*TEXTAUSZUG*.
-------------------------

Das Nord-Süd-Gefälle

Der Mensch breitet sich auf unserem Planeten derart aus, dass der Raum für andere Tiere, aber auch Pflanzen, dramatisch eingeschränkt wird. Das führt zur Vernichtung von Lebensräumen, Artensterben und natürlich auch zu dramatisch erhöhtem Kohlendioxid-Ausstoß.

Allein die 80 Millionen Deutschen besitzen 40 Millionen Pkw, pro Kopf stoßen sie damit 2,5 Tonnen Kohlendioxid aus. Um hier einzugreifen, müssten wir nach dem P.A.T.-Prinzip (Population, Affluence, Technology – Bevölkerung, Konsum, Technologie) entweder weniger oder langsamer Auto fahren oder sollten die Technologie anpassen (zum Beispiel, indem wir auf ein Elektroauto umsteigen). Dass weniger Menschen Auto fahren, ist hingegen unrealistisch – vor allem, wenn man den Nachholbedarf in anderen Erdteilen mit einrechnet.

Verkehr in Ho Chi Minh City, Vietnam
Straßenkreuzung in Ho-Chi-Minh-Stadt, Vietnam. Die grassierende Flucht der Landbevölkerung in Ballungsräume bringt chaotischen Verkehr und erhöhten Ressourcenverbrauch mit sich. © Getty Images

Die Menschen dort haben ein Recht darauf, schließlich verbrauchen wir im Norden ja viel mehr Ressourcen. Das Argument lautet: Wenn wir im Norden nicht so viel verbrauchen würden, käme es auf das enorme Bevölkerungswachstum im Süden gar nicht an. Aber ist das tatsächlich so? Man könnte nämlich auch umgekehrt argumentieren: Würde die Anzahl der Menschen in Indien (plus 20 Prozent bis 2050) oder dem südlichen Afrika (plus 27 Prozent) nicht so stark zunehmen, wäre unser Konsum in Europa und Nordamerika kein Problem.

Denn ja, auch jeder Mensch in Indien emittiert Kohlendioxid – zwar weniger als in Deutschland, aber das Bevölkerungswachstum fällt hier eben schon ins Gewicht.

Selbstbeschränkung der Menschheit

Die Menschheit hätte es aber als einzige Spezies selbst in der Hand, diese Herausforderungen kognitiv zu verstehen und zu meistern. Weil wir zum ethischen Nachdenken befähigt sind, könnten wir uns zum Beispiel eine Bevölkerungs-Selbstbeschränkung auferlegen. In einer Utopie könnte dies zum Beispiel eine Weltregierung festlegen. Weltregierung deshalb, weil der Sicherheitsrat der Vereinten Nationen angesichts von Diktaturen wie China oder Russland an seine Grenzen gekommen ist.

-------------------------

Fasse den Textauszug über das Nord-Süd-Gefälle in drei Sätzen zusammen. Die Zeilen hier stehen in keinem Zusammenhang mit dem Textauszug.

*DATENTEIL*.
-------------------------

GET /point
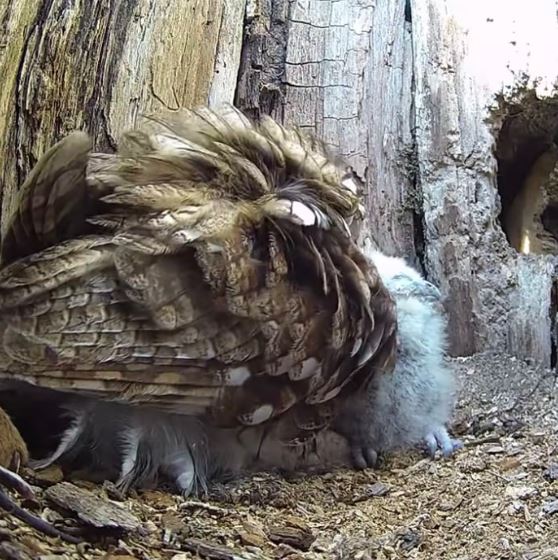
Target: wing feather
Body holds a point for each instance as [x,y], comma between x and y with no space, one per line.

-------------------------

*FERTIGE LÖSUNG*.
Der Mensch breitet sich so stark aus, dass der Raum für Tiere und Pflanzen dramatisch schrumpft, was zu Artensterben und stark erhöhtem Kohlendioxid-Ausstoß führt. Nach dem P.A.T.-Prinzip könnten die Deutschen, die mit 40 Millionen Pkw pro Kopf 2,5 Tonnen Kohlendioxid ausstoßen, weniger oder langsamer Auto fahren oder die Technologie anpassen, etwa durch den Umstieg auf Elektroautos. Dem Argument, der hohe Verbrauch im Norden sei das eigentliche Problem, hält der Text entgegen, dass auch das Bevölkerungswachstum etwa in Indien ins Gewicht fällt, und nennt als Möglichkeit eine Bevölkerungs-Selbstbeschränkung, die in einer Utopie eine Weltregierung festlegen könnte.